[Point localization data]

-.-.-

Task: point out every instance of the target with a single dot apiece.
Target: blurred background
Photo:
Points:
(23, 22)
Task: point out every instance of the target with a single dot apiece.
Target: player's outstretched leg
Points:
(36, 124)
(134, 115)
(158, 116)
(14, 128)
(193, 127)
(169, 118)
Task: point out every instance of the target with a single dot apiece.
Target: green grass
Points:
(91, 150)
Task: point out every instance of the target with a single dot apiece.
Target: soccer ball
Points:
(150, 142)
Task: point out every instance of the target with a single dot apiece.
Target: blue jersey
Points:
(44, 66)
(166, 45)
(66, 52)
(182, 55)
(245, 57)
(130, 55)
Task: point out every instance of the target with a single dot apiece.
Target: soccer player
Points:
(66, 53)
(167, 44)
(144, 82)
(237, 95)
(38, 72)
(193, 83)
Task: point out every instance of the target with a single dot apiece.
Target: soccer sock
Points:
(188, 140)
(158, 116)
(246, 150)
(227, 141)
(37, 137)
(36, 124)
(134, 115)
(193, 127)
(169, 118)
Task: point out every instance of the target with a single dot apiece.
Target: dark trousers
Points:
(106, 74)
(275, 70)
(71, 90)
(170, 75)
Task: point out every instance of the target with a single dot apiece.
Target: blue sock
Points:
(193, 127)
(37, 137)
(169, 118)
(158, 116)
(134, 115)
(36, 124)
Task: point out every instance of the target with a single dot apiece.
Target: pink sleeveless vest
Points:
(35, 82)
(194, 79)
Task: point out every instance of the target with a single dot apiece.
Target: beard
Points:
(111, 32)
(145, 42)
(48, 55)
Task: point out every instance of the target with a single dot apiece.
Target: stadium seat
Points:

-.-.-

### [EXERCISE AIM]
The data above needs retyping. Reproduce each line exactly.

### [ANSWER TO THE EXERCISE]
Task: point out every instance of the target with a single dot apiece.
Target: blurred background
Photo:
Points:
(23, 22)
Task: point out every instance of the target with a single dot apiece.
Target: player's outstretched leg
Points:
(36, 124)
(134, 115)
(158, 116)
(14, 128)
(193, 127)
(169, 118)
Task: point out every instance of the target with a single dot apiece.
Target: green grass
Points:
(91, 150)
Task: point out every instance of the target with a single dot apiece.
Target: soccer ball
Points:
(150, 142)
Task: point out every instance of the target with a single dot apiece.
Target: blue jersey
Points:
(44, 66)
(166, 45)
(66, 52)
(182, 55)
(245, 57)
(130, 55)
Task: point out every instance of the target with a single dot apiece.
Target: soccer player
Points:
(66, 53)
(167, 44)
(144, 82)
(237, 95)
(38, 72)
(193, 83)
Task: point out every instance of the target with a single dot apiece.
Target: soccer sock
Points:
(188, 140)
(158, 116)
(246, 150)
(227, 141)
(37, 137)
(36, 124)
(134, 115)
(193, 127)
(169, 118)
Task: point out every instance of the target with a single dot apiece.
Target: dark trousers
Points:
(106, 74)
(275, 70)
(71, 90)
(170, 75)
Task: point out every instance of the target with a single dot apiece.
Target: blue sock
Points:
(193, 127)
(37, 137)
(169, 118)
(158, 116)
(134, 115)
(36, 124)
Task: point out every instance of the target with a single dot apiece.
Target: pink sleeveless vest
Points:
(35, 82)
(194, 79)
Task: point out every instance of the target with a single dot apiece.
Target: beard
Points:
(111, 32)
(145, 42)
(48, 55)
Task: point out every instance of the target with a single dot apiece.
Target: stadium seat
Points:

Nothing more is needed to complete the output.